+++ Document excerpt +++

Caelum Gallery is proud to exhibit James Nazz’s first solo show, Fragile, a series of sculptures using eggs, shell and all, as the main ingredient for his storytelling.
For over 30 years, Nazz has been building his sculptures as a way of re-imagining events, emotions, people, and items familiar to our everyday lives. The egg on its own is an object of loaded symbolism. This enabled Nazz to combine the egg with different materials to realize and elevate his individualized stories. Nazz has gone through hundreds of real eggs (sourced from his local restaurant and supermarket) and carefully filled them with plaster, so that they can stand in their natural form while imbedded in a surrealistic fashion.
Nazz’s creative relationship with eggs began back when he was a painter making egg tempera for his paintings. One day, after stacking eggshells on top of one another as an attempt at organization, he unknowingly began his first sculpture known as “Genesis”, which took on a phallic form. The symbolic irony of this sculpture--“a female object creating something male”--catapulted Nazz to where his art stands today.
In his self-published book, The Art of James Nazz, he writes: “Eggs represent a life form, neither gender or species specific. This versatility, fragility of the shell, and beauty of its texture and color allows me to combine the eggs with other objects and situations with conflicting realities and of human feelings. The egg is nourishment, an object that almost everyone on earth is familiar with, and knows what it is from an early age.
What do you expect to happen when you drop an egg?”

+++ Supplied information +++

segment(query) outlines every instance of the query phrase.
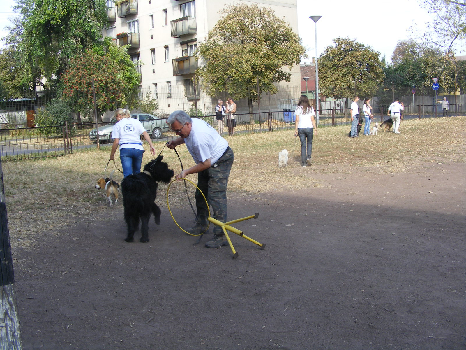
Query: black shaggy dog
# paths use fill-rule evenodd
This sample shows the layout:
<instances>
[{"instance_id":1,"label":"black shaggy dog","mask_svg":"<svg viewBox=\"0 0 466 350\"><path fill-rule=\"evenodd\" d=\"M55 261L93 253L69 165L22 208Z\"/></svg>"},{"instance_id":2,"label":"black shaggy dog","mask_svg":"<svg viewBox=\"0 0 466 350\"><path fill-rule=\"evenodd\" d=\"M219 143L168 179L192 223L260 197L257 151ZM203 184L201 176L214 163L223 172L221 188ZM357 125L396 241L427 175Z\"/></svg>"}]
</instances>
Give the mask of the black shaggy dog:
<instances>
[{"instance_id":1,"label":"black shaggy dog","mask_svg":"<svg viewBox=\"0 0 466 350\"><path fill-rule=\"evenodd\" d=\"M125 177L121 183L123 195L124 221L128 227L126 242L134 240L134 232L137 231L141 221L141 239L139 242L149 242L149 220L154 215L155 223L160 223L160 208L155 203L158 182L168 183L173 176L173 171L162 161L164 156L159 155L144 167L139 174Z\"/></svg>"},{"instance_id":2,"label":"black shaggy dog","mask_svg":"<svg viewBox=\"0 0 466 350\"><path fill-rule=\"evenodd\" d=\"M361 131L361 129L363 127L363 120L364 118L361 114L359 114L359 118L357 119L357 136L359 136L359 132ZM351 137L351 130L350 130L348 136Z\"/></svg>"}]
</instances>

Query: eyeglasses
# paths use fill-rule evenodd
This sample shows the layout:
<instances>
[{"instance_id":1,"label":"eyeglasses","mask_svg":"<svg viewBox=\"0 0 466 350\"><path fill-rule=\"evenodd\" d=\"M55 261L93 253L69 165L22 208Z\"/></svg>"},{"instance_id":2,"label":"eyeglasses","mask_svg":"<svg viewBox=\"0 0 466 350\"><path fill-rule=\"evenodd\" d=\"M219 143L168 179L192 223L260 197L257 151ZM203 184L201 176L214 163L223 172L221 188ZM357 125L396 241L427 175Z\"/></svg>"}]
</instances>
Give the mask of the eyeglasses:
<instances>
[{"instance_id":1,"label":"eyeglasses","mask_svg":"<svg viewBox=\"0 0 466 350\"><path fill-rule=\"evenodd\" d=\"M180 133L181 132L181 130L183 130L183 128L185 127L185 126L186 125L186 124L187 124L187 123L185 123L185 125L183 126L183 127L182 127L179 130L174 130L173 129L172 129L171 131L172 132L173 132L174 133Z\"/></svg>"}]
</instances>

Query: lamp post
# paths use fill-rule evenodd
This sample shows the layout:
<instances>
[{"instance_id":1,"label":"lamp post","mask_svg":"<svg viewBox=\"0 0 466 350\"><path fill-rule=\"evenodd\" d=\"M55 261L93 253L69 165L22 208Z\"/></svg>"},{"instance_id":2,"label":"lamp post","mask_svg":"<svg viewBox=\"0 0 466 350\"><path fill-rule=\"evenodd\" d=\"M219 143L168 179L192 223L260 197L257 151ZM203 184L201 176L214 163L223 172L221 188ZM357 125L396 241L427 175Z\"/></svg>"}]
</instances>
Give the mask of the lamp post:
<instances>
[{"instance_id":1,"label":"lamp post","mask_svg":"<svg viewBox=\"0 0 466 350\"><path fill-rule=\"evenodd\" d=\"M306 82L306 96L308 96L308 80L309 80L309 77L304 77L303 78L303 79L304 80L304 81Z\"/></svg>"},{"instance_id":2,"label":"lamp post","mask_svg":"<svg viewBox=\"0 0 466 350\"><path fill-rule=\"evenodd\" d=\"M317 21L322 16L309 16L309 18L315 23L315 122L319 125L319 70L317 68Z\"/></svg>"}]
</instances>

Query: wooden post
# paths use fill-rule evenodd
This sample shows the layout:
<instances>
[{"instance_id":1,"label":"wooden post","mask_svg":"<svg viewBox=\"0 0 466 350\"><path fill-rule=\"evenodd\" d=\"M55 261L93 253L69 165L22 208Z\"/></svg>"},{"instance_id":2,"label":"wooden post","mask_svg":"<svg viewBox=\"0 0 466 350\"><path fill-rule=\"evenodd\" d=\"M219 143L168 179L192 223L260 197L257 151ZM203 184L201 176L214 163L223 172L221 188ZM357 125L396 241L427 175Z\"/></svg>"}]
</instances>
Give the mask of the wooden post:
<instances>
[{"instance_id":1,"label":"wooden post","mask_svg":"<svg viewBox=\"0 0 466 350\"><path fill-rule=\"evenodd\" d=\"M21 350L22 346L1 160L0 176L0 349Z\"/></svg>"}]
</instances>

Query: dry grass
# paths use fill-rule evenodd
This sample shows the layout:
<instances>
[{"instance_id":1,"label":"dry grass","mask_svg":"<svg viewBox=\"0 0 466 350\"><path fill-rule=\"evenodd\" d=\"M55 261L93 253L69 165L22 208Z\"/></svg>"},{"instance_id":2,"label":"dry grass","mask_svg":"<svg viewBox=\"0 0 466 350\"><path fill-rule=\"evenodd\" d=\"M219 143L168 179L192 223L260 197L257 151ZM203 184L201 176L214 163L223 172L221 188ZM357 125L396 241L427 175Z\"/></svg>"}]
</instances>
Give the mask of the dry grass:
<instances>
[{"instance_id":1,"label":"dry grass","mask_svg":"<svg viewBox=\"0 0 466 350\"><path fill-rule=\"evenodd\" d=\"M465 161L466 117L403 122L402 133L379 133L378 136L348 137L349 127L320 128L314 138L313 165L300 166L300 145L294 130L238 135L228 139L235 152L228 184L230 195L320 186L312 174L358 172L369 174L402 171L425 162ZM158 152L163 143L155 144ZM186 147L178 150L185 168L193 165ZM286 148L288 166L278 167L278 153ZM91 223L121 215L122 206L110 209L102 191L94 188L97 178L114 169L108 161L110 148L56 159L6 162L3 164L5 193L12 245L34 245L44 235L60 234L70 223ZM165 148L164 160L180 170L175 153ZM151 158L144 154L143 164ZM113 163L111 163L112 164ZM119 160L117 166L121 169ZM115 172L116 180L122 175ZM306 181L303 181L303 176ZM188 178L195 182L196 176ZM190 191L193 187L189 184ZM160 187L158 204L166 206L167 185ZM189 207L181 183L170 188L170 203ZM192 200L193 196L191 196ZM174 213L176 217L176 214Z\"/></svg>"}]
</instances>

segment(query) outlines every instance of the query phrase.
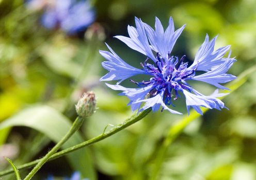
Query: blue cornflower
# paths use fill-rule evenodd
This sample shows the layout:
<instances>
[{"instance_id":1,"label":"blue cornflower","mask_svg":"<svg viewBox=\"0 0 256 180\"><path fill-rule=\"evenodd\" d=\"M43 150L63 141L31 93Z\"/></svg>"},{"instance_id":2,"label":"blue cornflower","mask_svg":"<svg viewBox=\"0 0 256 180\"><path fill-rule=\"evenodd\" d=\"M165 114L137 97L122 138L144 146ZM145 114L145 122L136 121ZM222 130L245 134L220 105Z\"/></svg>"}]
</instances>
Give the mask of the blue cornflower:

+++

Answer these questions using the text about the Fragile show:
1. Which gallery is showing Fragile?
2. What did Nazz fill the eggs with?
3. What was the name of his first sculpture?
The items have nothing to do with the text about the egg sculptures.

## [Solution to the exercise]
1. Caelum Gallery
2. Plaster
3. "Genesis"